Reproduce the rows below verbatim, from the start of the rows through the line that contains "0,233 -> 612,407", including that line.

[Object detection data]
..........
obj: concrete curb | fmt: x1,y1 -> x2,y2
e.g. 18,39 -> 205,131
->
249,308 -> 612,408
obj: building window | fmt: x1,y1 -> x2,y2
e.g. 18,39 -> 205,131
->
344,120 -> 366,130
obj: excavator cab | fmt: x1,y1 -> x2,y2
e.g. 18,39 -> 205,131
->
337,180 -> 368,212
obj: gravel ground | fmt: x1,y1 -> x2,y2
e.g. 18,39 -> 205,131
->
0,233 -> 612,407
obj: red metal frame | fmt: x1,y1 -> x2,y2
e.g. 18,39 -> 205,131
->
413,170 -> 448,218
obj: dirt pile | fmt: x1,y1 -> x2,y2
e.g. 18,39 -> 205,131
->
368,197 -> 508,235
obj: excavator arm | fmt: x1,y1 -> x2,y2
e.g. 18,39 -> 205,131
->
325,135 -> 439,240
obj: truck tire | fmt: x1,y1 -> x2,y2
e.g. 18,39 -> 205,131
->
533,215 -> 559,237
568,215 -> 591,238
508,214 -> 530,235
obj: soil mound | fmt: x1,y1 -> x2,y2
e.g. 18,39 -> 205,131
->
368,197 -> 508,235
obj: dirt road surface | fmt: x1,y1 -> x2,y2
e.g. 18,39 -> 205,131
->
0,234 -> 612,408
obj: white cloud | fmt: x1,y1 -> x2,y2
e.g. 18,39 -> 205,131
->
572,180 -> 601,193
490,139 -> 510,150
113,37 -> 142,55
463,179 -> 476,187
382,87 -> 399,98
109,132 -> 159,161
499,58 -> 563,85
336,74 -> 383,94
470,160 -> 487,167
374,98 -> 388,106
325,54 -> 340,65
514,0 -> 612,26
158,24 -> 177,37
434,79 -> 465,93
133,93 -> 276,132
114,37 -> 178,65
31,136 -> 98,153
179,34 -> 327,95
..........
§ **FINISHED ANSWER**:
obj: concrete curb | fmt: x1,y1 -> x2,y2
e.g. 18,39 -> 205,131
->
249,308 -> 612,408
obj: building window | fmt: x1,y1 -> x2,y2
e.g. 18,39 -> 205,131
->
344,120 -> 366,130
obj: excavator cab | fmt: x1,y1 -> x2,y2
e.g. 18,39 -> 205,131
->
337,180 -> 368,212
obj: gravel ground | fmt: x1,y1 -> x2,y2
e.g. 18,39 -> 205,131
->
0,233 -> 612,407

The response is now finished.